SECCIÓN DEL DOCUMENTO ▸
•••••
Corría el año 1980 cuando conocí en persona a Ramón Vila en
el Hospital Virgen del Rocío de Sevilla. Todavía no había comenzado mi andadura
como informador taurino. En aquel encuentro quedé subyugado por su
personalidad. Sabía de su calidad como cirujano taurino, le admiraba, de forma
que en nuestros primeros encuentros para hablar de pacientes a los que había
que operar, siempre finalizábamos hablando de toros. Nos unía el colegio de los
Maristas, donde ambos nos habíamos formado. El día que aparecí en la enfermería
para buscar un parte médico se sorprendió. “Qué haces aquí, Carlos”. “Estoy en
Antena 3 Radio hablando de toros”. Se alegró. Desde aquel día debo admitir que
me sentí halagado por sus atenciones, así como por sus permanentes referencias
en las ruedas de prensa cuando decía: “Eso lo sabe muy bien Carlos”.
Ramón fue un excelente cirujano. Fue un monstruo como
cirujano taurino. Y fue un portento como persona. Todo esto dicho cuando acaba
de morir puede parecer la normal elegancia que debe mantenerse en estos
momentos. En absoluto. No hay ninguna exageración. Ramón, con su poderosa
anatomía, ese pelo cano de pronta aparición, su voz grave y potente, era un
personaje que superaba al propio médico.
De todos estos años debo agradecerle su confianza cuando me
derivó pacientes, toreros o familiares de toreros, que habían acudido a su
persona y que no necesitaban de ninguna intervención. Ramón fue el médico de
los toreros en sus percances y en sus enfermedades, pero también fue el médico
de cabecera de las familias del toreo. Era un optimista por naturaleza.
Ese optimismo de su personalidad se quebró por unos momentos
en 1992. La noche del 13 de septiembre de 1992, cuando apareció en la puerta de
la enfermería donde un grupo de informadores estábamos esperando noticias de
Soto Vargas, sus palabras fueron tremendas. “Carlos, Ramón Soto se nos ha
muerto” y dijo a continuación: “Es muy duro lo que me está pasando este año”. Pero se vino arriba y, aunque jubilado, ha
seguido al pie del cañón hasta esta última Feria de Abril. A Ramón había que
conocerlo el día de la entrega de sus premios. Qué vigor, qué elegancia y qué
imaginación en sus palabras para cantar al quite artístico, aunque el premio
que le volvía loco era el providencial. Así era Ramón Vila, que ya siempre estará grabado en nuestros mejores recuerdos.
•••••
INFORMACIÓN REGISTRADA ▸
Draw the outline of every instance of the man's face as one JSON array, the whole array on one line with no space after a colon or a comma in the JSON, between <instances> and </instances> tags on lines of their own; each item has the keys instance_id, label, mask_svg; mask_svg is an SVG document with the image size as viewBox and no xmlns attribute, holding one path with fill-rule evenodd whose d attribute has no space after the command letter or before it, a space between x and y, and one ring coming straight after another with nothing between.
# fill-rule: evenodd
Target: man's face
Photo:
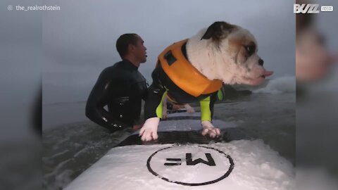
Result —
<instances>
[{"instance_id":1,"label":"man's face","mask_svg":"<svg viewBox=\"0 0 338 190\"><path fill-rule=\"evenodd\" d=\"M146 61L146 48L144 45L144 42L143 39L137 36L137 42L134 45L134 55L140 63L145 63Z\"/></svg>"}]
</instances>

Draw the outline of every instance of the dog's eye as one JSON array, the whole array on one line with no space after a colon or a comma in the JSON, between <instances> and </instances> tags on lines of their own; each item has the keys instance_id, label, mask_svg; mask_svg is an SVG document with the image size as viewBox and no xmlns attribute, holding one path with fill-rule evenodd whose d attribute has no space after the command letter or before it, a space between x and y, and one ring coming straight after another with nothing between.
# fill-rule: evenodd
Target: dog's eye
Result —
<instances>
[{"instance_id":1,"label":"dog's eye","mask_svg":"<svg viewBox=\"0 0 338 190\"><path fill-rule=\"evenodd\" d=\"M244 48L250 56L255 52L255 46L244 46Z\"/></svg>"}]
</instances>

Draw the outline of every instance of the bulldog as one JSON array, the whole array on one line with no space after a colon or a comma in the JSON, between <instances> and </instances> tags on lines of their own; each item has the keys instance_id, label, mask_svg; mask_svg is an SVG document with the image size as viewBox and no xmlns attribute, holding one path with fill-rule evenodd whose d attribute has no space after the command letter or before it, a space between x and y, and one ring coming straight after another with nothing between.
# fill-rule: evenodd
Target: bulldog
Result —
<instances>
[{"instance_id":1,"label":"bulldog","mask_svg":"<svg viewBox=\"0 0 338 190\"><path fill-rule=\"evenodd\" d=\"M258 85L273 74L263 68L253 34L238 25L215 22L191 38L174 43L159 56L144 106L144 141L158 139L165 96L177 104L199 101L202 134L220 136L212 124L222 84Z\"/></svg>"}]
</instances>

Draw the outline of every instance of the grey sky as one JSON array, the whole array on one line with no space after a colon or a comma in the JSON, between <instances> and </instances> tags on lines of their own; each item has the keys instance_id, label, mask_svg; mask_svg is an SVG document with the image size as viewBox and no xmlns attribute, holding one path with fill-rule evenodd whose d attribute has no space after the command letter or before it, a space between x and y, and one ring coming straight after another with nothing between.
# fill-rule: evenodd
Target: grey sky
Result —
<instances>
[{"instance_id":1,"label":"grey sky","mask_svg":"<svg viewBox=\"0 0 338 190\"><path fill-rule=\"evenodd\" d=\"M157 56L217 20L249 30L275 77L294 75L293 1L47 1L43 15L44 103L85 100L99 73L120 61L115 41L139 34L148 60L139 71L151 82Z\"/></svg>"},{"instance_id":2,"label":"grey sky","mask_svg":"<svg viewBox=\"0 0 338 190\"><path fill-rule=\"evenodd\" d=\"M157 56L217 20L249 30L275 77L294 75L292 1L47 1L43 14L44 103L85 100L99 73L120 61L115 41L139 34L148 60L139 68L151 82Z\"/></svg>"}]
</instances>

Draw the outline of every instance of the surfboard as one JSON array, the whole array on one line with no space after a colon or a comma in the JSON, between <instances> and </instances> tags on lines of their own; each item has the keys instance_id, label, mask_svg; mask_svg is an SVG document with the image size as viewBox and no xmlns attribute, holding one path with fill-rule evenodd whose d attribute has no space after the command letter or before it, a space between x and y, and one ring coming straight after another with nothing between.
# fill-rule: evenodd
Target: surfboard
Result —
<instances>
[{"instance_id":1,"label":"surfboard","mask_svg":"<svg viewBox=\"0 0 338 190\"><path fill-rule=\"evenodd\" d=\"M215 120L222 137L201 134L200 113L177 112L158 126L158 139L136 132L65 189L294 189L292 165L235 122Z\"/></svg>"}]
</instances>

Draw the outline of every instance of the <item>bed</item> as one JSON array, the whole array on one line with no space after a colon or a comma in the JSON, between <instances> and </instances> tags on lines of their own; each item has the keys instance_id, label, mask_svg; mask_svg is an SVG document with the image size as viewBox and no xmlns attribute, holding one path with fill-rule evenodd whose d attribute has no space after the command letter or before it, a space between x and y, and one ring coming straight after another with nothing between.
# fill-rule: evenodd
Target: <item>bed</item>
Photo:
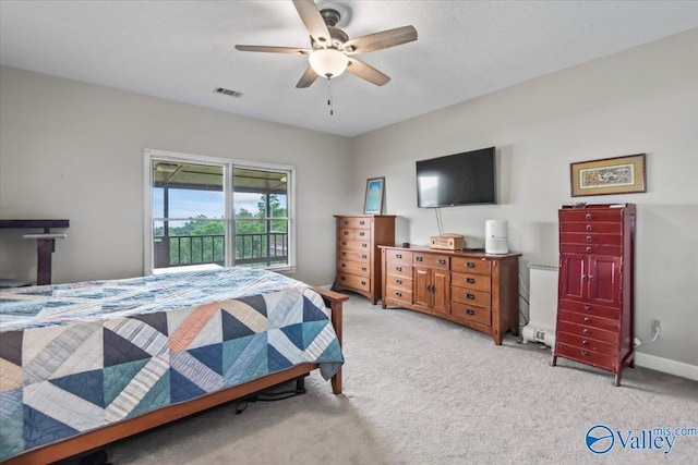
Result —
<instances>
[{"instance_id":1,"label":"bed","mask_svg":"<svg viewBox=\"0 0 698 465\"><path fill-rule=\"evenodd\" d=\"M346 298L251 268L2 291L0 462L70 457L314 369L338 394Z\"/></svg>"}]
</instances>

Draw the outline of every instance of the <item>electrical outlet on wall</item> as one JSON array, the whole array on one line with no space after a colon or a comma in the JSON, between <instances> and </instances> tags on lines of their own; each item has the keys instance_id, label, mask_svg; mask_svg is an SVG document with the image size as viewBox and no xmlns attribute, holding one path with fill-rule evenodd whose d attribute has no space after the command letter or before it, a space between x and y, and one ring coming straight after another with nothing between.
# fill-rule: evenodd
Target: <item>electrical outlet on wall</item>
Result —
<instances>
[{"instance_id":1,"label":"electrical outlet on wall","mask_svg":"<svg viewBox=\"0 0 698 465\"><path fill-rule=\"evenodd\" d=\"M652 336L653 338L662 336L662 322L660 320L652 320Z\"/></svg>"}]
</instances>

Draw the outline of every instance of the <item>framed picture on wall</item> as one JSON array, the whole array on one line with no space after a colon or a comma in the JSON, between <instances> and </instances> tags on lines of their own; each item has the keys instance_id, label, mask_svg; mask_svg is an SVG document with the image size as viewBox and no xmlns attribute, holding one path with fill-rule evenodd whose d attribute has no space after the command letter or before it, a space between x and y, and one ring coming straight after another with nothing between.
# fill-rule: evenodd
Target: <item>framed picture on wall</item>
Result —
<instances>
[{"instance_id":1,"label":"framed picture on wall","mask_svg":"<svg viewBox=\"0 0 698 465\"><path fill-rule=\"evenodd\" d=\"M366 181L366 195L363 203L363 212L383 215L383 195L385 191L385 178L371 178Z\"/></svg>"},{"instance_id":2,"label":"framed picture on wall","mask_svg":"<svg viewBox=\"0 0 698 465\"><path fill-rule=\"evenodd\" d=\"M645 154L569 164L571 196L647 192Z\"/></svg>"}]
</instances>

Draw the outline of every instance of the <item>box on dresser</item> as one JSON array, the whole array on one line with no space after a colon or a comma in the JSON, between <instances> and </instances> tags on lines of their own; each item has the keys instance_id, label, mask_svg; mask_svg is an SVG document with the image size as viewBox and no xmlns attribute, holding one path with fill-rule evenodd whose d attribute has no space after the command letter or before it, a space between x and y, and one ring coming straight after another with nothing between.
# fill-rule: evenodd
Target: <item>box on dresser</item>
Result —
<instances>
[{"instance_id":1,"label":"box on dresser","mask_svg":"<svg viewBox=\"0 0 698 465\"><path fill-rule=\"evenodd\" d=\"M563 207L552 365L568 358L615 374L633 367L635 205Z\"/></svg>"},{"instance_id":2,"label":"box on dresser","mask_svg":"<svg viewBox=\"0 0 698 465\"><path fill-rule=\"evenodd\" d=\"M482 331L518 335L519 254L381 246L383 308L408 308Z\"/></svg>"},{"instance_id":3,"label":"box on dresser","mask_svg":"<svg viewBox=\"0 0 698 465\"><path fill-rule=\"evenodd\" d=\"M337 222L336 291L381 298L380 245L395 242L394 215L335 215Z\"/></svg>"}]
</instances>

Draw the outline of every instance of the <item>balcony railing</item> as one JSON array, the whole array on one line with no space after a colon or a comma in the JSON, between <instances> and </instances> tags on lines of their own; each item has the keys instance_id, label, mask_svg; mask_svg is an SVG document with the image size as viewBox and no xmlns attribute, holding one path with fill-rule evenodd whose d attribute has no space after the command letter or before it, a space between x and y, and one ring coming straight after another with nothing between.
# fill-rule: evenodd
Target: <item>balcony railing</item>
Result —
<instances>
[{"instance_id":1,"label":"balcony railing","mask_svg":"<svg viewBox=\"0 0 698 465\"><path fill-rule=\"evenodd\" d=\"M288 233L236 234L234 262L241 266L270 266L288 262ZM226 262L222 234L155 237L155 268Z\"/></svg>"}]
</instances>

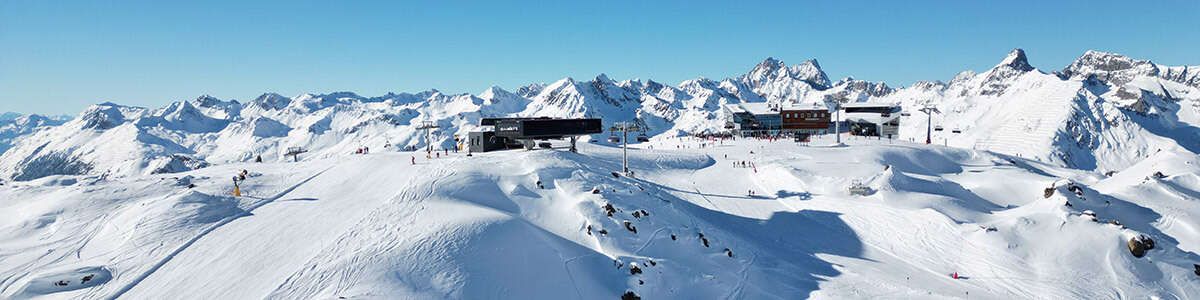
•••••
OBJETIVO DE LA TAREA ▸
Responde a estas preguntas según el texto sobre Ramón Vila:
1. ¿En qué año y en qué hospital se produjo el primer encuentro en persona con Ramón Vila?
2. ¿En qué emisora hablaba Carlos de toros cuando apareció en la enfermería?
3. ¿Qué premio era el que volvía loco a Ramón Vila?
Las líneas registradas no hacen falta para resolver la tarea.

RESPUESTA AL EJERCICIO ▸
1. En 1980, en el Hospital Virgen del Rocío de Sevilla.
2. En Antena 3 Radio.
3. El premio al quite providencial.